DESCRIPTION OF THE TASK: Nothing in the records may be dropped. Retype them all exactly.

Segment Start: RECORDS PROVIDED

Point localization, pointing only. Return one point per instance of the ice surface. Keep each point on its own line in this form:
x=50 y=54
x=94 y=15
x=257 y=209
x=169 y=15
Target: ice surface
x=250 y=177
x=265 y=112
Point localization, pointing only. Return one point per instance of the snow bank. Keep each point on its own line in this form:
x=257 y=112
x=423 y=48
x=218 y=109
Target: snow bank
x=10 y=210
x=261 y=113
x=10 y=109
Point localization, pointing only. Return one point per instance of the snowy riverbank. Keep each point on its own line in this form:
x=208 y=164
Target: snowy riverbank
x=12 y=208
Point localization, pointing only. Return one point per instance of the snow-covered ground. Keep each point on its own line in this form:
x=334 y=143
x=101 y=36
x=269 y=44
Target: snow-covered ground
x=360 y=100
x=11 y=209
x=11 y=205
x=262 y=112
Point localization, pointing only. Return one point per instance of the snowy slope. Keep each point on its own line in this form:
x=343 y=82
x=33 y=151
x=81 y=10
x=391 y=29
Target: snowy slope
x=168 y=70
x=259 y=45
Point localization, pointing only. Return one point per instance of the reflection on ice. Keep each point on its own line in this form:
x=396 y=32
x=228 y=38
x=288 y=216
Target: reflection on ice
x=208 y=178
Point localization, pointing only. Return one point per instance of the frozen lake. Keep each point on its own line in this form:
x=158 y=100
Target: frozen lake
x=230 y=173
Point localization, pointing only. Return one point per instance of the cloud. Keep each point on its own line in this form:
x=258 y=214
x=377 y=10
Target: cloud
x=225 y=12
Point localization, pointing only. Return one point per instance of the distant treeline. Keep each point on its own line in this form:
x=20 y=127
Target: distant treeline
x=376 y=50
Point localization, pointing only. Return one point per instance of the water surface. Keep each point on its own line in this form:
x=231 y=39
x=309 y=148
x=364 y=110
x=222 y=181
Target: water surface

Segment End: RECORDS PROVIDED

SOLVED EXERCISE:
Point localization, pointing only. Return one point per instance of the ice surface. Keep each point on its own line in this form:
x=50 y=54
x=94 y=15
x=257 y=209
x=169 y=15
Target: ice surface
x=250 y=177
x=265 y=112
Point localization, pointing only. Return one point per instance of the snow bank. Keep each point on its own line in this form:
x=257 y=112
x=423 y=48
x=218 y=109
Target: snow bank
x=10 y=210
x=261 y=113
x=10 y=109
Point localization, pointing only. Return one point per instance of the snowy riverbank. Keep each point on its own line in this form:
x=208 y=164
Target: snowy riverbank
x=12 y=208
Point localization, pointing only. Return one point per instance of the snow-covered ground. Keep each point on its own line in this form:
x=334 y=143
x=101 y=36
x=269 y=44
Target: snow-covered ground
x=360 y=100
x=11 y=209
x=11 y=205
x=262 y=112
Point localization, pointing only. Return one point per instance of the snowy slope. Keep each point on its own line in this form:
x=343 y=82
x=33 y=151
x=81 y=10
x=391 y=29
Target: snowy slope
x=168 y=70
x=259 y=45
Point localization, pointing only. Return one point per instance of the reflection on ice. Keep each point on its own line in this form:
x=396 y=32
x=228 y=38
x=288 y=216
Target: reflection on ice
x=208 y=178
Point localization, pointing only. Return one point per instance of the frozen lake. Keep each point on its own line in this form:
x=158 y=100
Target: frozen lake
x=230 y=173
Point localization, pointing only. Return one point per instance of the cloud. Keep each point on its own line in this form:
x=258 y=214
x=377 y=10
Target: cloud
x=225 y=12
Point localization, pointing only. Return one point per instance of the distant treeline. Keep each point on its own line in this form:
x=20 y=127
Target: distant treeline
x=376 y=50
Point localization, pointing only. Return one point per instance of the water surface. Keep each point on its own line in this form:
x=231 y=39
x=309 y=148
x=364 y=110
x=222 y=181
Target: water surface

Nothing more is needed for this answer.